***** SELECTED PASSAGE
Business loans or overdrafts, how to finance your company.

Financing a company in today’s unstable economy is no easy task. How you get about it will depend on various factors. What short term, mid term and long term goals you have. How much cash you need to finance your company and what stage of development your company is.

For instance to start a company can be the hardest stage to find financing. You have no business record, no sales, no assets to use as collateral. This makes it hard to find investors, banks and other finance companies that will risk giving you a loan. Because situations change and context is very important when deciding which finance option to choose, you need to analyze your personal circumstances before deciding on which finance option is best for your company.

Business loans.

Business loans are loans provided by a bank or some other finance company to your business. The precise conditions depend on the contract, but generally the business acts as a virtual person that takes on the loan. This has various advantages. If your company does not work, the debts your company takes on will not necessarily pass on to you.

Business loans provide a lump sum that can be used as you see fit. It also provides a safety net for last minute expenses or investments. This allows your company to be more flexible and adapt to change faster and more efficiently. However business loans require time and documentation to be approved. If your company has not past history and no assets to provide as collateral you might have to begin with a personal loan and then take a larger business loan when your company is solvent. Business loans are also expensive. You will need to pay setting up fees, interest rates, setting up fees and probably penalty fees if you wish to pay your loan early.

Business overdrafts.

Business overdrafts are an agreement between your business and a bank. The bank agrees to provide you with cash on demand up to a certain amount. You only pay interest on the amount you borrow, not on your overdraft maximum. You can generally pay back as much or as little as you want / can. Overdraft facilities are organized for a set period of time at which the full overdraft should be paid. Overdraft services can be renewed for a renewal fee. The advantage of overdrafts over loans is that you only pay interest on what you need, on what you actually borrow through the overdraft. Interest is charged daily so you have more control on your finance costs.

So which option is best for you? It will depend on the needs, context, situation of your business, plus your personality. If you are planning to to make one large payment or investment a loan might be better. You will probably be able to arrange cheaper interest rates. However if you are not sure of the amount of cash you will need, but want to be able to have cash when and where needed, business overdrafts might be the best choice for you.
**********
AIM OF THE EXERCISE: Update the financing text, starting at "Business loans are loans" and ending at "pass on to you.", and swap "virtual person" for "legal entity". Rely only on the financing text.
***** RAW RECORDS
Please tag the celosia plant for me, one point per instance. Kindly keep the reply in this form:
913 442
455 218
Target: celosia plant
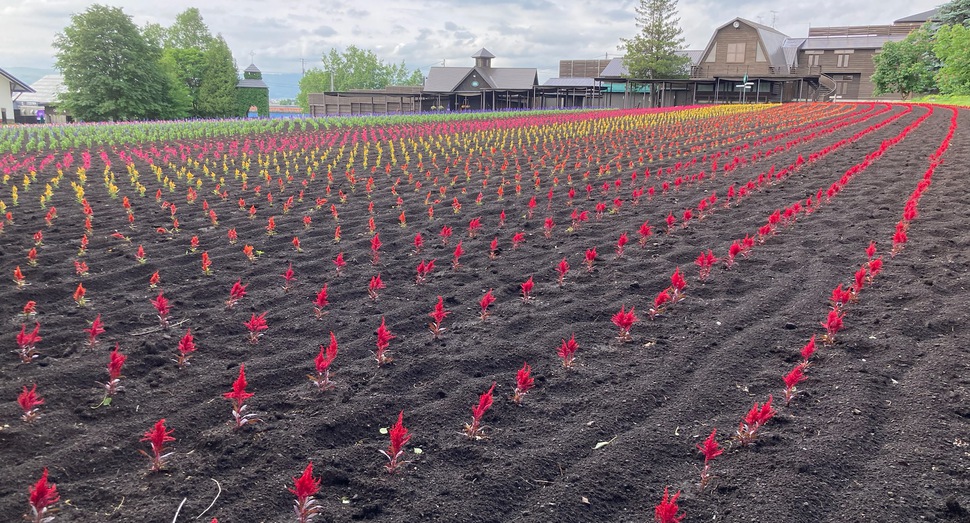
**********
***** RAW RECORDS
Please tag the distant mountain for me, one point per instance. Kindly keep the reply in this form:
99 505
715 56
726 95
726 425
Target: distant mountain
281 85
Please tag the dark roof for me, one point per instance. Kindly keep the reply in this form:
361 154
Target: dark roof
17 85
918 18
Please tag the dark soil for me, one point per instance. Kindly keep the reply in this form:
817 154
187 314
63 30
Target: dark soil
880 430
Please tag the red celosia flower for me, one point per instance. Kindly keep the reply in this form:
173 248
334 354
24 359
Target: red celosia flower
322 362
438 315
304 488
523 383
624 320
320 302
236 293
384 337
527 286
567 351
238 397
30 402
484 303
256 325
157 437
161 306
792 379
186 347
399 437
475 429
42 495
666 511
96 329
**********
WRITTEN RESPONSE:
Business loans are loans provided by a bank or some other finance company to your business. The precise conditions depend on the contract, but generally the business acts as a legal entity that takes on the loan. This has various advantages. If your company does not work, the debts your company takes on will not necessarily pass on to you.